Mumbai: Secunderabad-based logistics company Gati Ltd on Monday signed an agreement with Kintetsu World Express Inc. (KWE) to set up a joint venture in which the Japanese company will invest Rs 267.7 crore for a 30% stake.

Shift in progress: Gati CEO Mahendra Agarwal says the express distri- bution and supply chain business will be transferred to the new JV.

Shift in progress: Gati CEO Mahendra Agarwal says the express distri- bution and supply chain business will be transferred to the new JV.

KWE, according to a media statement, is a Tokyo Stock Exchange-listed company offering air and ocean freight services with a presence in 32 countries. KPMG Corporate Finance was the exclusive financial adviser to Gati and the transaction will be completed in the next two months.

“We will transfer our express distribution and supply chain business to the new joint venture” in which Gati will hold a 70% stake and KWE the rest, said Mahendra Agarwal, founder and chief executive officer of Gati. The business unit will operate under the name Gati-Kintetsu Express. Agarwal said debt worth Rs 330 crore will be transferred to the new venture and the rest will be brought under the coastal shipping business. As of 30 June, the company’s consolidated debt was Rs 468.34 crore.

Agarwal said the funds raised from the KWE transaction will be used to reduce debt and the joint venture will be consolidated in Gati’s financials. Gati Ltd will be the holding company and will control the subsidiaries. “Besides, Gati will own land and properties across the country and manage the e-commerce business, which is the road ahead,” Agarwal said.

The partnership will enable KWE to further expand and strengthen its global operations, with the Indian market increasingly growing in size and importance, said Satoshi Ishizaki, chief executive officer of KWE.

Gati dropped 9.99% to Rs 41.90 on Monday on BSE. The benchmark Sensex rose 0.14% to close at 17,772.84 points.

The move is part of the company’s plan to restructure its business by creating three strategic business units and introducing investors in each of these. The units include small parcel and warehousing (express distribution and supply chain management), coastal shipping, and cold-chain services.

“We are exploring the induction of a strategic investor in our coast-to-coast shipping business, too. But there are no immediate plans to induct an investor in our cold-chain business,” Agarwal said.

On Friday, Mint reported that Gati was in talks with potential investors to sell a stake of up to 25% and that it was likely to close the deal with an Asian investor. The report added that Gati was talking to private equity investors as well.

Leading logistics companies such as Allcargo Logistics Ltd and Transport Corp. of India Ltd have been separating their various businesses into discrete units.

For instance, Allcargo Logistics has created an umbrella brand called Avashya Group that will have units for project logistics, warehousing, ship chartering and container freight stations.

Transport Corp. has created Group TCI as the holding company that runs business divisions including surface transport, express distribution, warehousing, freight forwarding and coastal shipping.

Data drawn from a collection
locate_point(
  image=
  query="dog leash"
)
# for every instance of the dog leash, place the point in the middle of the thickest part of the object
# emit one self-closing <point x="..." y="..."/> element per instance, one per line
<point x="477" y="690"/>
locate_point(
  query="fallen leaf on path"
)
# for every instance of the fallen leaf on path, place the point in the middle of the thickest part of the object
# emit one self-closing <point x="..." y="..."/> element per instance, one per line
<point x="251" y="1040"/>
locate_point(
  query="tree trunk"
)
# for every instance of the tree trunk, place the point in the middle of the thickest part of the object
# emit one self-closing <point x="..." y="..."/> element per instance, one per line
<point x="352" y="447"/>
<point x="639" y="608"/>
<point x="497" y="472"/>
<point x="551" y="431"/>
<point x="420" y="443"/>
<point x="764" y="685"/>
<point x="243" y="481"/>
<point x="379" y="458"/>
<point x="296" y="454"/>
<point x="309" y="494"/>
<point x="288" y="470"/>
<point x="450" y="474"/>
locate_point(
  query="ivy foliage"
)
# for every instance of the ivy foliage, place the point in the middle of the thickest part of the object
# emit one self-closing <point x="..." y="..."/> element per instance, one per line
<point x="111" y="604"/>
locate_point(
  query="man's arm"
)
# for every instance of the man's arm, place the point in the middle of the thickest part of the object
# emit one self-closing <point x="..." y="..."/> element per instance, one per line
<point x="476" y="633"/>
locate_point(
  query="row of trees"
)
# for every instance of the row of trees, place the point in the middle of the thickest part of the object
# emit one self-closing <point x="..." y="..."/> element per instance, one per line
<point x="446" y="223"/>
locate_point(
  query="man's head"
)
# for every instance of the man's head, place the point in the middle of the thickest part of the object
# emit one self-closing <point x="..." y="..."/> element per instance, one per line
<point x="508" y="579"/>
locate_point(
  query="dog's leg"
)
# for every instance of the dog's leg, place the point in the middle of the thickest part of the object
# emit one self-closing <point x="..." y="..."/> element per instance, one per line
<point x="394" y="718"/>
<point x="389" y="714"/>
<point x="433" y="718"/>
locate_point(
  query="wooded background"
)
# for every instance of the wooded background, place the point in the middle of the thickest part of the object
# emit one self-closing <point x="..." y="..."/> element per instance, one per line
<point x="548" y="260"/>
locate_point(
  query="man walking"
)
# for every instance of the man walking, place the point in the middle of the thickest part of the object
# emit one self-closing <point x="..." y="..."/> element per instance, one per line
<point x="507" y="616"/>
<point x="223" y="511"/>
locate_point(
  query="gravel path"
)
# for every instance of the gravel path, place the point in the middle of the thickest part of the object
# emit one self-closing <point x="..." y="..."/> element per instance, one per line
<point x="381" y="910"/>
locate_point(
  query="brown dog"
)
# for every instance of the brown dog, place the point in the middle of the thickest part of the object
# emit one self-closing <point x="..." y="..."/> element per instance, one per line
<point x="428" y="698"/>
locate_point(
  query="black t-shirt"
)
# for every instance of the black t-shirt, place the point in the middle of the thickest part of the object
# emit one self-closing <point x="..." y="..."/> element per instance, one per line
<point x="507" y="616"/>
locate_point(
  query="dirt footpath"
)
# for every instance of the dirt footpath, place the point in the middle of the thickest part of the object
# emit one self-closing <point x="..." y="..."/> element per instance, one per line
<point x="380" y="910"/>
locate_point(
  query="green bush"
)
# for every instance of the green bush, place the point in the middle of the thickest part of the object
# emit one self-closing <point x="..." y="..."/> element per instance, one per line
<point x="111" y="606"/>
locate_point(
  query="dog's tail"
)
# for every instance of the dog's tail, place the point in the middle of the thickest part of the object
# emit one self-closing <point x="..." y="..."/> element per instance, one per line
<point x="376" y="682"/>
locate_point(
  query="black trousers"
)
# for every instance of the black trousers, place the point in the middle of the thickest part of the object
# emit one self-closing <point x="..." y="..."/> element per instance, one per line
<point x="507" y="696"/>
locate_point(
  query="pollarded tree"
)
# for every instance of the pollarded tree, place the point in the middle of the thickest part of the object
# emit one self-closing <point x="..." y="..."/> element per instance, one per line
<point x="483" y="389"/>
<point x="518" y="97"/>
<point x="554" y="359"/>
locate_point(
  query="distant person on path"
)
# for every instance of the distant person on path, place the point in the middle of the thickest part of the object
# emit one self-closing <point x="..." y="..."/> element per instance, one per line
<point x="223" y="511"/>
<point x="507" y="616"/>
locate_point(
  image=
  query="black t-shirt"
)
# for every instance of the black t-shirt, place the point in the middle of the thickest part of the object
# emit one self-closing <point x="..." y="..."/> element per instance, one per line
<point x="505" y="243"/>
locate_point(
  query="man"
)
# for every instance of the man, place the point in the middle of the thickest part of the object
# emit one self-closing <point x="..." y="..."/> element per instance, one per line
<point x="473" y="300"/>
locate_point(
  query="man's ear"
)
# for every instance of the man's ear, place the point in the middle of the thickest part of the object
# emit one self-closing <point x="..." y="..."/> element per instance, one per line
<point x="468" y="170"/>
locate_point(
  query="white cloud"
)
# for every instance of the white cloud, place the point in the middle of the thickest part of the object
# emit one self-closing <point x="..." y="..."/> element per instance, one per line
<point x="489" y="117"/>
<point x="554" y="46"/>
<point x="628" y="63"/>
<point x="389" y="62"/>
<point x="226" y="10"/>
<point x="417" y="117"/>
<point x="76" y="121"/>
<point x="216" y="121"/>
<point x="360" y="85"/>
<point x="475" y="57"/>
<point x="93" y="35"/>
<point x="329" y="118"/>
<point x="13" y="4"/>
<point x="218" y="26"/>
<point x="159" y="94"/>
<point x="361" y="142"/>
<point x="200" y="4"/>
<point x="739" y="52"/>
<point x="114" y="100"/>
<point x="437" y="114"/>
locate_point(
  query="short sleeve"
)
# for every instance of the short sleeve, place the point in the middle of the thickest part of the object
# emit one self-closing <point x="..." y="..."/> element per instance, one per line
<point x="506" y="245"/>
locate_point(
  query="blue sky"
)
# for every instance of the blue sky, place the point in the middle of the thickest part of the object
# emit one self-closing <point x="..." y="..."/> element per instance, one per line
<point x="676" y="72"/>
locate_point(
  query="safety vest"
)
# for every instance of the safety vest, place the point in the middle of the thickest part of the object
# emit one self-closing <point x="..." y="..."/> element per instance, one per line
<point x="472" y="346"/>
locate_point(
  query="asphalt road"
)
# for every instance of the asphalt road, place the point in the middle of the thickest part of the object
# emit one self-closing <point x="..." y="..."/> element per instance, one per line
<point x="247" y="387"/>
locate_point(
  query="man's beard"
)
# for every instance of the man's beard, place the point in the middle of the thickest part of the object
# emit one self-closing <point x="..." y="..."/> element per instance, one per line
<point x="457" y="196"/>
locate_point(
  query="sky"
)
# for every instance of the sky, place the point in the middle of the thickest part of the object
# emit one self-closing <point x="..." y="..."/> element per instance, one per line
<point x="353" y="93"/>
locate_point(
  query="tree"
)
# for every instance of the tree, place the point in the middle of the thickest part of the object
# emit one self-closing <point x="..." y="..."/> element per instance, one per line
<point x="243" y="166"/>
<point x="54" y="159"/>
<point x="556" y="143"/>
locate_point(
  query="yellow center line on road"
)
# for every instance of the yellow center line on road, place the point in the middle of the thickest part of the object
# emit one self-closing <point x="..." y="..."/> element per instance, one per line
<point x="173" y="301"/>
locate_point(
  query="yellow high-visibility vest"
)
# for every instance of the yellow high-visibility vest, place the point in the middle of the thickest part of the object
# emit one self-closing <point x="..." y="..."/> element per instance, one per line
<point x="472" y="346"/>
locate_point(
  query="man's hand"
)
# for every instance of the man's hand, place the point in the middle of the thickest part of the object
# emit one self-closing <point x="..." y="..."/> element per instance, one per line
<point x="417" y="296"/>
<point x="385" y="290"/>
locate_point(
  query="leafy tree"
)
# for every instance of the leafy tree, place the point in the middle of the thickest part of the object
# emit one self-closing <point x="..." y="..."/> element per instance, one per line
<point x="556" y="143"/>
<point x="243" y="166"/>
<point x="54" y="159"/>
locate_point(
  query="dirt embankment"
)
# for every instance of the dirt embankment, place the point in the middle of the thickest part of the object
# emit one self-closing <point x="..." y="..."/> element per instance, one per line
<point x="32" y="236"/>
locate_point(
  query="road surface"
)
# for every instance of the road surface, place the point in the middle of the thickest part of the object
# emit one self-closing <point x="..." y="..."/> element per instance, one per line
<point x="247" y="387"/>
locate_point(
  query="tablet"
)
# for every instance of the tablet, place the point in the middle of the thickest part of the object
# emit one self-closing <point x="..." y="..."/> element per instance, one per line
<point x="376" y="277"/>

▸ **STATED TASK 1**
Using the article on the Gati and KWE joint venture, decide whether each statement agrees with it: (a) KWE will invest Rs 267.7 crore for a 30% stake in the joint venture; (b) Gati's shares rose on BSE on Monday; (c) Gati plans to bring in an investor for its cold-chain business right away. Answer each with yes or no and quote the words of the article that decide it.
▸ **STATED TASK 2**
Extract each line of the records that contains the string "tail".

▸ **TASK OUTPUT 1**
(a) Yes: "the Japanese company will invest Rs 267.7 crore for a 30% stake"
(b) No: "Gati dropped 9.99% to Rs 41.90 on Monday on BSE."
(c) No: "But there are no immediate plans to induct an investor in our cold-chain business"

▸ **TASK OUTPUT 2**
  query="dog's tail"
# for every instance of the dog's tail, place the point in the middle of the thickest part of the object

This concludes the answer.